■ Passage shown ■

============

Graduate Calculating Bivariate Normal Probabilities

[showzen]

Hello good people of PF, I came across this problem today.

Problem Statement
Given bivariate normal distribution $X,Y \sim N(\mu_x=\mu_y=0, \sigma_x=\sigma_y=1, \rho=0.5)$,

determine $P(0 < X+Y < 6)$.

My Approach
I reason that
$$ P(0 < X+Y < 6) = P(-X < Y < 6-X)$$
$$ = \int_{-\infty}^{\infty} \int_{-x}^{6-x} f(x,y) dy dx$$
where $f(x,y)$ is the bivariate normal density with parameters above.
I could not solve this problem analytically, but numerically I get an answer of 0.499734.

Discussion
First, I would like to know if my reasoning is correct?
Second, is there a better method for this type of calculation? I am especially interested in any analytic solutions.

 

[StoneTemplePython]

I didn't see you explicitly use $\rho$ in here or what $f(x,y)$ is or how you did this numerically, though the answer looks about right...

Second, is there a better method for this type of calculation? I am especially interested in any analytic solutions.

Yes. In terms of streamlining the problem, a single 1-D random variable is easier to work with than a 2-D joint random variable, so consider $Z:=(X+Y)$

The fact is you should be able to easily calculate the mean, and variance of $Z$ and (not so easily) confirm that this is a normal random variable. $Z$ has zero mean but is normal so $Pr(Z \leq 0) = \frac{1}{2}$, and you now want to (i) estimate or bound the tail -- in particular find probability that $Pr(Z \geq 6)$ then (ii) add it to $\frac{1}{2}$ and (iii) then find the complement.

For (i), as a hint I'd suggest dividing both $Z$ and $6$ by the standard deviation of $Z$ as standard normal random variables are easiest to work with... you could look the result up in a table but I'll flag that this is a rare event probability i.e. it is pretty far out on the distribution of $Z$ so there are numerous analytical upper and lower bounds that may be used here to show that the associated probability is quite small. You're generally not going to find analytically useful integrals of Gaussians, so look to estimate and bound if you don't want to go a numeric route.

edit: using these analytic bounds, I can get

$0.499715 \lt P(0 < X+Y < 6) \lt 0.499736$

the bound on the left side is easy to derive, the one on the right is unfortunately rather difficult, though an internet search will of course find numerous bounds to choose from.

second edit:
The bound on the left is given by the 'slip-in trick' for integrals. While the other bound I used is a bit too involved, a close one (plus the slip-in related bound) is nicely given here:
https://www.johndcook.com/blog/norm-dist-bounds/

============

■ Listed entries ■
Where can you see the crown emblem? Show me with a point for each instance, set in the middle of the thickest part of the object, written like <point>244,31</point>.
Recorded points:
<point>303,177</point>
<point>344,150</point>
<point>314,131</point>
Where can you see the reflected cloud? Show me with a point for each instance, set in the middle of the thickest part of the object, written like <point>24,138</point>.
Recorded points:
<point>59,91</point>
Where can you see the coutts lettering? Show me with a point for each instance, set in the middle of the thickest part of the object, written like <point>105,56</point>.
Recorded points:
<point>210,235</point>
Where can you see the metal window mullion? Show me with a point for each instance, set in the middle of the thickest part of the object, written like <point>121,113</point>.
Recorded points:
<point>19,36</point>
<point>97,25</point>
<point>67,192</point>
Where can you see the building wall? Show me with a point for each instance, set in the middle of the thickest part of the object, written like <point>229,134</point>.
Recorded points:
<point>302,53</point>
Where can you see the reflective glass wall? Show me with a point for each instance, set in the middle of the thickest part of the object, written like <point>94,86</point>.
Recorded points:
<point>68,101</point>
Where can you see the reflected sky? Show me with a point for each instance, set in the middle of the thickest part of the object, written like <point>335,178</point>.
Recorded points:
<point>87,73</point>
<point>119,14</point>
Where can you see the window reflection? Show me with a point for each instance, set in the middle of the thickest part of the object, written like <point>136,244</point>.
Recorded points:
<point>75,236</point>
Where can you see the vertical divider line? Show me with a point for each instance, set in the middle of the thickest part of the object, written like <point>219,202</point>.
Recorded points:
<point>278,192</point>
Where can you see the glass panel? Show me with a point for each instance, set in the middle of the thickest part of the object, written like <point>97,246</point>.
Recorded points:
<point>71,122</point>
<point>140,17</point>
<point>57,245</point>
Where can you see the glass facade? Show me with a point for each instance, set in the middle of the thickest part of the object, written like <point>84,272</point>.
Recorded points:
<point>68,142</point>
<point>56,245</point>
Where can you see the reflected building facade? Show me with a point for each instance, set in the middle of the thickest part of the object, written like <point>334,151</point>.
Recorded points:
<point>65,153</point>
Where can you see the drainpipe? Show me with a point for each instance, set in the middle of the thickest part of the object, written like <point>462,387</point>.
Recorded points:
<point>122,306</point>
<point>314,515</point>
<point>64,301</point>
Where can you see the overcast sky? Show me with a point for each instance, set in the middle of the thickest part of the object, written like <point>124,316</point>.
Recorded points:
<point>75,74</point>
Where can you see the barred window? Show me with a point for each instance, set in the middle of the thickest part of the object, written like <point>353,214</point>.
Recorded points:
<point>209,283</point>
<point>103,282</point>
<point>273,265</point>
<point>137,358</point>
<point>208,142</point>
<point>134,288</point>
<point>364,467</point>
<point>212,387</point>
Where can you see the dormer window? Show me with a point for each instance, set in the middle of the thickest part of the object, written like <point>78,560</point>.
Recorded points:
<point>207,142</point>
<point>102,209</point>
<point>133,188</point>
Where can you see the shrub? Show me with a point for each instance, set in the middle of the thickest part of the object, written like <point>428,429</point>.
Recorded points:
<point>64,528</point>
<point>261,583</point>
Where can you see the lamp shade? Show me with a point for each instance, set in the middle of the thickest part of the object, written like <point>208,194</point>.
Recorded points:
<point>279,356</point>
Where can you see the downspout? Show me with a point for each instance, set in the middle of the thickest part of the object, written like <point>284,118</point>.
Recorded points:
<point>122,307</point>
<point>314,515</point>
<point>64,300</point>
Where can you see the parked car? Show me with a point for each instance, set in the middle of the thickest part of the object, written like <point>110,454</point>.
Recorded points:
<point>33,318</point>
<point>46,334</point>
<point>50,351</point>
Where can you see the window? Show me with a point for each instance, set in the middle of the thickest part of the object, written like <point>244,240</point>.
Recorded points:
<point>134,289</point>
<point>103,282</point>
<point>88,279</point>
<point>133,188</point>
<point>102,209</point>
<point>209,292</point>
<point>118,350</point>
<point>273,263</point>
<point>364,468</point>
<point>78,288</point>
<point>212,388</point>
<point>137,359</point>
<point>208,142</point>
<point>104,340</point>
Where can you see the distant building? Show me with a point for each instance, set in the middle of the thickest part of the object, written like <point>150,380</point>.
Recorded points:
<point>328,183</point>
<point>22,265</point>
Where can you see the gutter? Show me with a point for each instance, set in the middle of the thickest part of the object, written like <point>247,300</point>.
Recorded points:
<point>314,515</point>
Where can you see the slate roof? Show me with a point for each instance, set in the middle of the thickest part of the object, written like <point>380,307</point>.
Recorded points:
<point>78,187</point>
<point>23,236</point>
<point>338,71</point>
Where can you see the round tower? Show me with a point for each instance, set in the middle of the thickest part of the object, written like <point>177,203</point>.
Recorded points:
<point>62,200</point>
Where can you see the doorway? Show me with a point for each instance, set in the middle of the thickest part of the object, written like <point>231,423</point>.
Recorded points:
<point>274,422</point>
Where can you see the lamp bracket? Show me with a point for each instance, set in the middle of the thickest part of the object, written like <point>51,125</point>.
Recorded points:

============

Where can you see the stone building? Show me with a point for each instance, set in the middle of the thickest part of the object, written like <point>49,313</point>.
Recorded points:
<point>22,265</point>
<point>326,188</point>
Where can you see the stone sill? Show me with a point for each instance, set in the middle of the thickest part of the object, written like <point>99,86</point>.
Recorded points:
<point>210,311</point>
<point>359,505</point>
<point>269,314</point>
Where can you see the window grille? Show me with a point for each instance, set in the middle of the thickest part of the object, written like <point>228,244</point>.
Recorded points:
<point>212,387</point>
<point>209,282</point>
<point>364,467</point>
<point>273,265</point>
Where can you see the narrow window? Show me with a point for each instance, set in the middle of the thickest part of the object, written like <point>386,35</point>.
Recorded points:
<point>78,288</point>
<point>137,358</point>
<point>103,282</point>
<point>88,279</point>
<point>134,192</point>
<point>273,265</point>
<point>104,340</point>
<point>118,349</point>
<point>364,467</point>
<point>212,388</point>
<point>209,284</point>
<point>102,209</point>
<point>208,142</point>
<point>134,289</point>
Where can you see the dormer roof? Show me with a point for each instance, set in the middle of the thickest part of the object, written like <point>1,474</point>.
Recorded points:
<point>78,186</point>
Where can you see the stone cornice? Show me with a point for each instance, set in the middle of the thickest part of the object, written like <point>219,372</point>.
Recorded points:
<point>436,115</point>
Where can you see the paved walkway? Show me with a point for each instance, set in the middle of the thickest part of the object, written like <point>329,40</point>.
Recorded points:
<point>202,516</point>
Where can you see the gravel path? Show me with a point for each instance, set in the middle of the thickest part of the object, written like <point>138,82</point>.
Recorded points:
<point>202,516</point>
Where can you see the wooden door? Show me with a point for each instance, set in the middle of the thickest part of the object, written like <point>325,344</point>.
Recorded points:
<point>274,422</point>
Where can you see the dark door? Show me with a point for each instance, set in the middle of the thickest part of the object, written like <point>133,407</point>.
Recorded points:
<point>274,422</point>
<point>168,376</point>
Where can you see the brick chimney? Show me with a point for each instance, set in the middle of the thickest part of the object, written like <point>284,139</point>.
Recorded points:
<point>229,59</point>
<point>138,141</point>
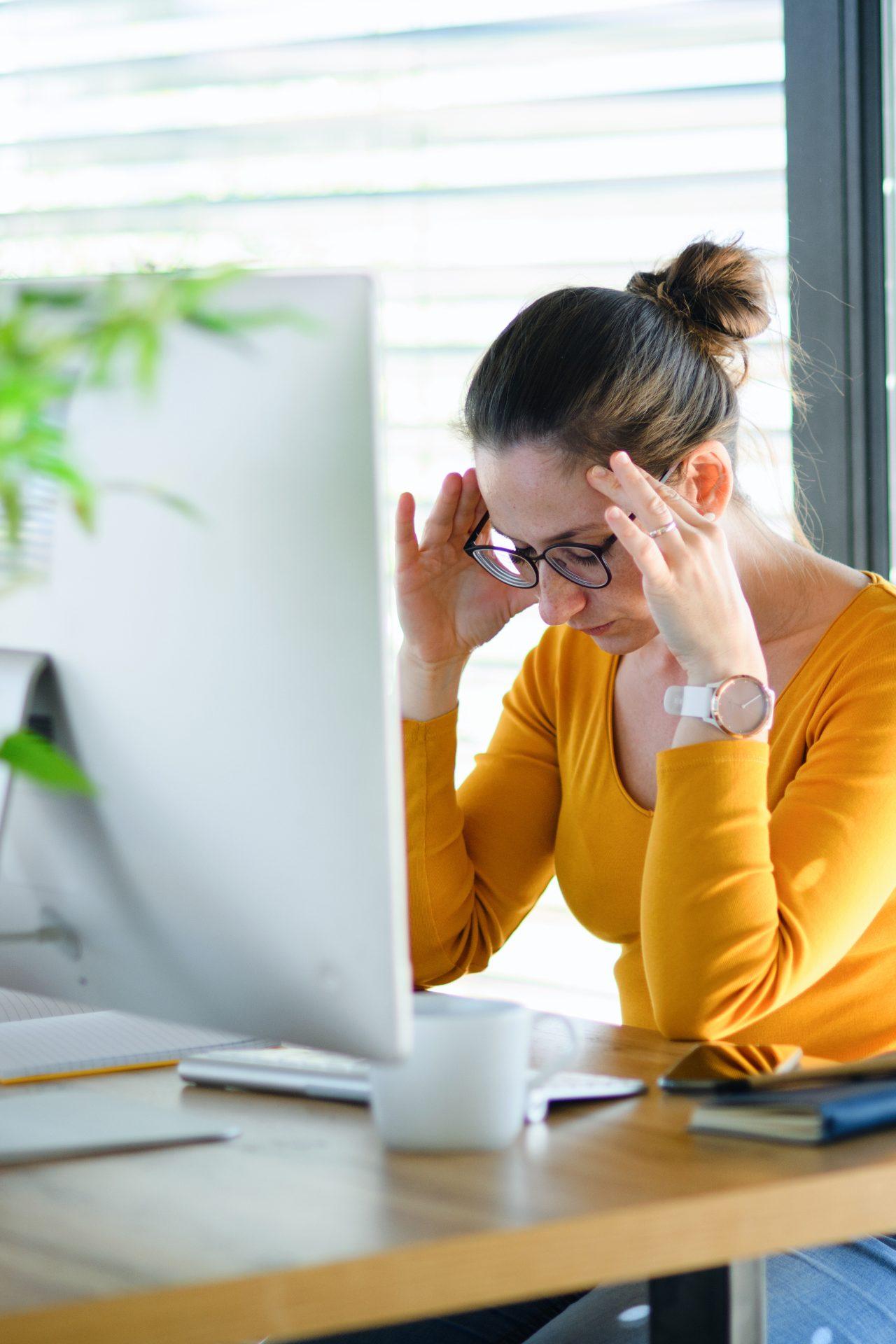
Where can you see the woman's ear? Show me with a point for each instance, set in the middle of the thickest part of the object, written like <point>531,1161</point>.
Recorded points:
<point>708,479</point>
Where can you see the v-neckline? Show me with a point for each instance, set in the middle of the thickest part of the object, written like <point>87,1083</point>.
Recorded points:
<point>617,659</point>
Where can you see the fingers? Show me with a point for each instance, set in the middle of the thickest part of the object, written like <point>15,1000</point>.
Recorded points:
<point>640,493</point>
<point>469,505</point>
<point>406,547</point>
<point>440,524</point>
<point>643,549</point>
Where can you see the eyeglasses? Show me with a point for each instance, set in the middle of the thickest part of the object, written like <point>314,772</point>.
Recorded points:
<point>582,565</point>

============

Please rewrite the stretch from "Problem Statement" through "with parameters above." in the bivariate normal thread, swapping "bivariate" for "joint".

■ Answer for this exercise ■
Problem Statement
Given joint normal distribution $X,Y \sim N(\mu_x=\mu_y=0, \sigma_x=\sigma_y=1, \rho=0.5)$,

determine $P(0 < X+Y < 6)$.

My Approach
I reason that
$$ P(0 < X+Y < 6) = P(-X < Y < 6-X)$$
$$ = \int_{-\infty}^{\infty} \int_{-x}^{6-x} f(x,y) dy dx$$
where $f(x,y)$ is the joint normal density with parameters above.